The records below hold pictures; please leave those out and retype the rest exactly.

_ _ _ _ _

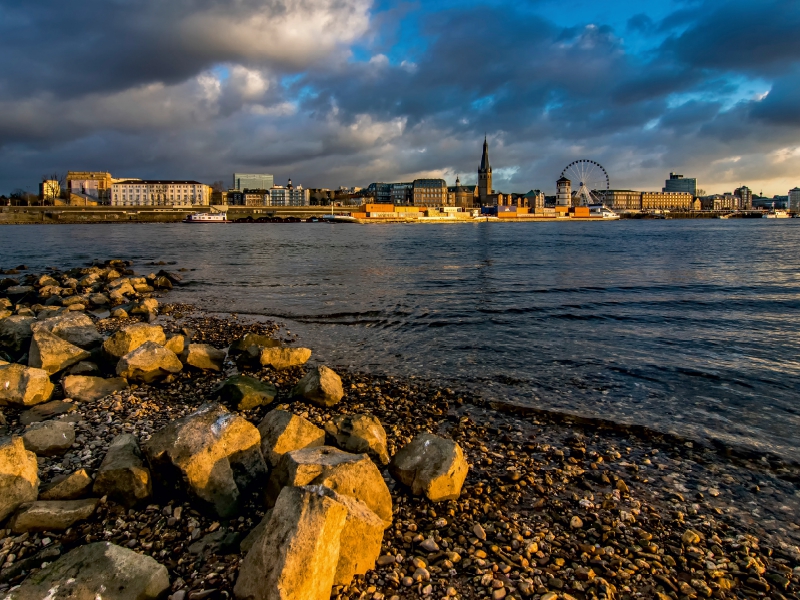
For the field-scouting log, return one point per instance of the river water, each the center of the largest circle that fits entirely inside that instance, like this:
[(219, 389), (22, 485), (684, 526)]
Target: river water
[(684, 326)]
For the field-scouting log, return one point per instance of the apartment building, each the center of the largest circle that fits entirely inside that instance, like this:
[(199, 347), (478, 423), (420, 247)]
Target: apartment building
[(159, 192)]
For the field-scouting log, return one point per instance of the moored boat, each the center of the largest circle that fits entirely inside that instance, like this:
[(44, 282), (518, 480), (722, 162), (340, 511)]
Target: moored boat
[(219, 217)]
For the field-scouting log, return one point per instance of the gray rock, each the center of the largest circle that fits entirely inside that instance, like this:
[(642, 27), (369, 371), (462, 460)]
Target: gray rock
[(359, 434), (298, 552), (131, 337), (68, 487), (282, 431), (321, 386), (123, 475), (75, 328), (99, 570), (24, 386), (148, 363), (84, 368), (176, 343), (206, 357), (15, 333), (48, 410), (246, 392), (212, 454), (51, 353), (19, 475), (52, 515), (51, 438), (432, 466), (90, 389), (353, 475)]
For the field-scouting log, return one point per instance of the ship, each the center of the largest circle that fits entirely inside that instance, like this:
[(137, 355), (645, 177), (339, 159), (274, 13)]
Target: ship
[(776, 214), (215, 217)]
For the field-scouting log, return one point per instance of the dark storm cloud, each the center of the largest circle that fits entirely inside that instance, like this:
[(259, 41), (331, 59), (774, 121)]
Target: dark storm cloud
[(198, 88), (742, 36)]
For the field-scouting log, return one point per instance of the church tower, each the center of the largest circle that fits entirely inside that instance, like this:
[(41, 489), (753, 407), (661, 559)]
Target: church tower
[(485, 176)]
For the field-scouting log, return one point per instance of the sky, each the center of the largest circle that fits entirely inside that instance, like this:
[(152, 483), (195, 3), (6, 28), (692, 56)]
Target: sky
[(348, 92)]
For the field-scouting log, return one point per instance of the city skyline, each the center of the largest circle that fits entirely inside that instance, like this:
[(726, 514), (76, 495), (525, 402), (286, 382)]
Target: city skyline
[(347, 93)]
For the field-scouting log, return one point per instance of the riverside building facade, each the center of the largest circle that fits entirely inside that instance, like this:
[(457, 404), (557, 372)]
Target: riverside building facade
[(252, 181), (430, 192), (679, 183), (159, 192)]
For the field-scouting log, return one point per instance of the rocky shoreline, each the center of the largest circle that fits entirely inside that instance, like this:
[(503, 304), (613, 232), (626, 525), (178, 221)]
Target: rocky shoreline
[(550, 507)]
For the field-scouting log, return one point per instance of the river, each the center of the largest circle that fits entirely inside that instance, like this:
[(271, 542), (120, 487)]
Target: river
[(690, 326)]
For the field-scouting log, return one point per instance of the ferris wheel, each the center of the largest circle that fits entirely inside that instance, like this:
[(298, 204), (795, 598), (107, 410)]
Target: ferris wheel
[(589, 181)]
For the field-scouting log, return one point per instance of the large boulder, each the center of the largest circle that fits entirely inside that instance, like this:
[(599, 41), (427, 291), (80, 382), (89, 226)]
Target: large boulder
[(353, 475), (360, 542), (432, 466), (68, 487), (52, 515), (282, 431), (206, 357), (212, 454), (246, 392), (24, 386), (123, 475), (76, 328), (321, 386), (51, 353), (99, 570), (148, 363), (284, 358), (51, 438), (90, 389), (297, 554), (19, 475), (15, 333), (359, 434), (130, 337)]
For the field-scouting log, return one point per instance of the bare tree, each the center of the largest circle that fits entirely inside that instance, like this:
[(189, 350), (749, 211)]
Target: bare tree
[(54, 187)]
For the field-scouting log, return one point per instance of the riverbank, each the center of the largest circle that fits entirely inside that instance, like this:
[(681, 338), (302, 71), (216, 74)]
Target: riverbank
[(552, 506)]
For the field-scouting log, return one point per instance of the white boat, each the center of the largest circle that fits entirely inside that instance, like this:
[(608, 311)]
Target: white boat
[(602, 211), (219, 217)]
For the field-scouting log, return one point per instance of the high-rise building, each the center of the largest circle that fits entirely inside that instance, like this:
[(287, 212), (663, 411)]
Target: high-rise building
[(679, 183), (252, 181), (745, 197), (290, 195), (564, 192), (89, 186), (794, 200), (49, 189), (461, 195), (485, 176), (430, 192)]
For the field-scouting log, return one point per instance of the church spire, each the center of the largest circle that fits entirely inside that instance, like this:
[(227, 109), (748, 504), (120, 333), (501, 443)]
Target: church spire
[(485, 166)]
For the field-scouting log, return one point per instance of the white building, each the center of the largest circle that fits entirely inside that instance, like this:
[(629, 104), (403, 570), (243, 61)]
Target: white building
[(794, 200), (288, 196), (157, 192)]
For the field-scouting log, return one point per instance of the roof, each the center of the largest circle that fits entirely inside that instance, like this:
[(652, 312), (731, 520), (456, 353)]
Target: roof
[(162, 181)]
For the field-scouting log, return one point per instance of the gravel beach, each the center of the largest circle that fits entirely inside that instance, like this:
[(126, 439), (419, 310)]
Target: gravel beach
[(553, 506)]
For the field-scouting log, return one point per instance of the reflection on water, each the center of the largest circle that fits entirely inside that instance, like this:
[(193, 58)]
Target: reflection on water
[(689, 326)]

_ _ _ _ _

• Exercise answer:
For the field-scouting log, return one point per instance of the river water, each the center of the largest circle that fits entirely inside that instance, like this:
[(219, 389), (22, 485), (684, 526)]
Target: river water
[(684, 326)]
For the field-scouting log, return one point per instance of the apartment building, each the center of the largest circle that fits entirely inside that instance, like this:
[(199, 347), (478, 423), (420, 247)]
Target: apartment building
[(159, 192)]
For the field-scouting log, return one point per instance of the moored boat, each the center of the largest circle that fits entirely inside that instance, like this:
[(44, 282), (518, 480), (722, 162), (340, 511)]
Target: moored boat
[(219, 217)]
For the field-scouting log, return one point per instance of the gray rock, each the center of the largest circle that fits entirely inside that instance, like this:
[(642, 27), (369, 371), (462, 460)]
Target: gray rock
[(359, 434), (298, 552), (131, 337), (68, 487), (282, 431), (321, 386), (123, 475), (75, 328), (99, 570), (24, 386), (148, 363), (84, 368), (176, 343), (206, 357), (15, 333), (48, 410), (246, 392), (212, 454), (51, 353), (19, 475), (52, 515), (51, 438), (432, 466), (90, 389), (353, 475)]
For the field-scouting log, return one point per instance of the ship, each the center of the largest circle that fits entirely inside that instance, like this:
[(137, 355), (645, 177), (339, 159), (274, 13)]
Target: ship
[(776, 214), (215, 217)]
For the field-scouting log, return one point per instance of the dark storm cloud, each the center of the largest circle that fits entirely inside that instance, like this:
[(259, 41), (331, 59), (774, 121)]
Target: dark storm cloud
[(198, 88), (742, 36)]
For the field-scouting log, return one point per instance of the church tower, each the center of the largest circle that fits entirely inside that instance, like this:
[(41, 489), (753, 407), (661, 559)]
Target: church tower
[(485, 176)]
For the field-scouting log, return one point per instance of the sky, each the center of the largest circle that fits entirely inside that instance, like this:
[(152, 483), (195, 3), (6, 28), (692, 56)]
Target: sky
[(348, 92)]
For the field-scouting log, return one point per instance of the city skyline, each the center of the largest circle that fits entirely inside that instance, like this:
[(726, 514), (76, 495), (525, 402), (286, 382)]
Target: city skyline
[(347, 93)]
For the field-scouting log, return one point per instance of the riverside building facade, each the center of the largest circle that fits entirely inside that instance, like this:
[(457, 404), (557, 372)]
Target: riverside building facade
[(252, 181), (430, 192), (679, 183), (159, 192)]
For the field-scouting log, return one point per instance of the rocky shoreline, each the center of the largest circle that fits entirely inside that instance, like this:
[(503, 304), (613, 232), (626, 525), (178, 221)]
Target: rocky shoreline
[(550, 507)]
For the field-scouting log, return one point per instance of the river, each the center of the largest circle that fits entirely inside that instance, like this:
[(271, 542), (120, 487)]
Target: river
[(690, 326)]
For the field-scouting log, return one point per instance of the ferris wheel, each the center of the largest circle that fits entirely inside that instance, like this:
[(298, 204), (795, 598), (107, 410)]
Target: ferris wheel
[(589, 181)]
For the field-scouting log, return one point per instance of the large boulder, each the center of the largest circle that fits entirely inside that instance, like this:
[(599, 41), (427, 291), (80, 382), (89, 226)]
Target: large boulder
[(353, 475), (360, 542), (432, 466), (68, 487), (52, 515), (282, 431), (206, 357), (212, 454), (246, 392), (24, 386), (123, 475), (76, 328), (321, 386), (51, 353), (99, 570), (148, 363), (284, 358), (51, 438), (90, 389), (297, 554), (19, 475), (15, 333), (359, 434), (130, 337)]
For the field-scouting log, return one point per instance of the bare tree, each the center of the largest circle that fits entirely inside that instance, like this:
[(189, 350), (749, 211)]
Target: bare tree
[(54, 187)]
For the field-scouting log, return one point per instance of the riverbank, each the center of the largest circle that fits entirely inside that instance, like this:
[(681, 338), (302, 71), (216, 74)]
Target: riverbank
[(552, 506)]
For the field-scouting log, return one point per instance of the white boat, each the center of the largest circle that fits entirely inside that instance, like this:
[(608, 311)]
Target: white boat
[(602, 211), (219, 217)]
For the field-scouting log, return one point per instance of the high-rise building, each the center of the largest circle that fits entirely inside that instance, like this:
[(287, 212), (663, 411)]
Target: high-rise building
[(679, 183), (252, 181), (745, 197), (290, 195), (564, 192), (89, 186), (794, 200), (49, 189), (461, 195), (485, 176), (430, 192)]
For the field-scouting log, return one point per instance of the church spire, each the center of the largest circle that fits entirely inside that instance, like this:
[(227, 109), (748, 504), (120, 333), (501, 443)]
Target: church spire
[(485, 166)]
For the field-scouting log, return one point per instance of the white building, each the center of the largest circle that fits entirely inside that instance, like this:
[(629, 104), (403, 570), (243, 61)]
Target: white building
[(794, 200), (288, 196), (157, 192)]
For the field-scouting log, return one point per instance of the roof, each the center of the largest circle that fits entirely inside that instance, like this:
[(652, 312), (731, 520), (456, 353)]
Target: roof
[(162, 181)]
For the field-scouting log, return one point per instance of the gravel beach, each the center of the largest circle that fits entirely inside that instance, like this:
[(126, 439), (419, 310)]
Target: gravel beach
[(553, 506)]
For the field-scouting log, return one point per instance of the reflection on water, each the center of the largest circle that fits entirely inside that instance, like this:
[(193, 58)]
Target: reflection on water
[(689, 326)]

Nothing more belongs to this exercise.